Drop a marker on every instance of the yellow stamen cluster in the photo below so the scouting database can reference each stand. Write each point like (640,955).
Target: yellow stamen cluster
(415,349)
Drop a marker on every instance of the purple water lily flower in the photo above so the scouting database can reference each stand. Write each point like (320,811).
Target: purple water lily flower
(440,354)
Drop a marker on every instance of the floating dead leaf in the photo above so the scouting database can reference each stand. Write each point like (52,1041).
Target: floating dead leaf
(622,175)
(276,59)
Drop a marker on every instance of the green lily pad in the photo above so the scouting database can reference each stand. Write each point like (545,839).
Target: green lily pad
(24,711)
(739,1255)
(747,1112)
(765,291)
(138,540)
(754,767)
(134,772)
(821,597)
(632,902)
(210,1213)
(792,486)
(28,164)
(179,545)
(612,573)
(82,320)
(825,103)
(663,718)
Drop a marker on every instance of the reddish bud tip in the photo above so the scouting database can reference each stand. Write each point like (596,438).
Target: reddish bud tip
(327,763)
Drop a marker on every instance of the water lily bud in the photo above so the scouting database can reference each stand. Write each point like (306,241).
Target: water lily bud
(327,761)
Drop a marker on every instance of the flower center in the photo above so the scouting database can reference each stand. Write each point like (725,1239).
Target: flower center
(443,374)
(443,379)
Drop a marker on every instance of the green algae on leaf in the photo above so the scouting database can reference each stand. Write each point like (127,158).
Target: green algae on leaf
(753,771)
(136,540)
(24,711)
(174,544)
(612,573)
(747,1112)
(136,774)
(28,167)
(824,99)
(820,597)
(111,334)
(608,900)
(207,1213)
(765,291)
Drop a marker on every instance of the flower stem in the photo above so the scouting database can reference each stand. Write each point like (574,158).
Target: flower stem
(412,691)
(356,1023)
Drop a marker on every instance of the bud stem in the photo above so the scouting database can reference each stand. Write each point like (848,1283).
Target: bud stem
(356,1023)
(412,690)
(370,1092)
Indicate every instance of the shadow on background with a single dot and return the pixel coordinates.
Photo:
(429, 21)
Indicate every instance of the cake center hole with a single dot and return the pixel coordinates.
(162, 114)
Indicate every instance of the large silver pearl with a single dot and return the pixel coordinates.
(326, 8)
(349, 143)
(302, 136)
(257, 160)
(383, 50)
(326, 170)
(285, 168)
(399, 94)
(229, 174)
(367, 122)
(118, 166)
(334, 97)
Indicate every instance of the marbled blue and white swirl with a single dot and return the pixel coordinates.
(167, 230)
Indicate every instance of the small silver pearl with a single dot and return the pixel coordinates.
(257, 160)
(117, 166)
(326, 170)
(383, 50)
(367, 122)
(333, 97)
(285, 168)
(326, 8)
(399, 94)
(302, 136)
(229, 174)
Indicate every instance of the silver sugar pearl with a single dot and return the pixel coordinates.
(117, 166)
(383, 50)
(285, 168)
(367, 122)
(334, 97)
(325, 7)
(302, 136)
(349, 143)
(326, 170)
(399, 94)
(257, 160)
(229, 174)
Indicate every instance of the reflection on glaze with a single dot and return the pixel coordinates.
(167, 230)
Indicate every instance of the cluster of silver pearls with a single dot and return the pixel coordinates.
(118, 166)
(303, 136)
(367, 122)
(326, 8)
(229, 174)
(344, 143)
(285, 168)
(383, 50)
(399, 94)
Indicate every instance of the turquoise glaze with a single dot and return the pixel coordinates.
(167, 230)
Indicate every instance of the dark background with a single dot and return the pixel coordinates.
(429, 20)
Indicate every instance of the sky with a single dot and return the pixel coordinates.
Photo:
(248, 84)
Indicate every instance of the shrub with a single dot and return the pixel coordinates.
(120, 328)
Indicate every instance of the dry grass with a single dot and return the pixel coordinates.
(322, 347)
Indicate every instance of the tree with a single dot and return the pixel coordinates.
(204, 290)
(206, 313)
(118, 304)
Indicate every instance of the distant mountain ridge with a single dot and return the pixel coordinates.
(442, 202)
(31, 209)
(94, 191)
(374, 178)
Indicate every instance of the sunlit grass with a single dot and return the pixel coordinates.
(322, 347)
━━━━━━━━━━━━━━━━━━━━
*About this exercise*. Transcribe exactly, starting at the line with "Indicate every instance of the sky" and continuing through the last line of the data above; leave out all earlier lines.

*Answer to the problem*.
Indicate every instance of the sky with a single dot and return the pixel coordinates.
Photo:
(248, 84)
Indicate every instance of the shrub with a single dot and return the pixel coordinates.
(120, 328)
Indicate every instance of the dry grass with a single dot and return the pixel coordinates.
(322, 347)
Indicate every instance of the tree with a single dot and return the pixel coordinates.
(204, 290)
(206, 313)
(118, 304)
Indicate every instance of the distant mountain ridge with a single dot and return the pixel coordinates.
(442, 202)
(31, 209)
(94, 191)
(374, 178)
Indicate every instance of the sunlit grass with a single dot and return the pixel coordinates.
(322, 347)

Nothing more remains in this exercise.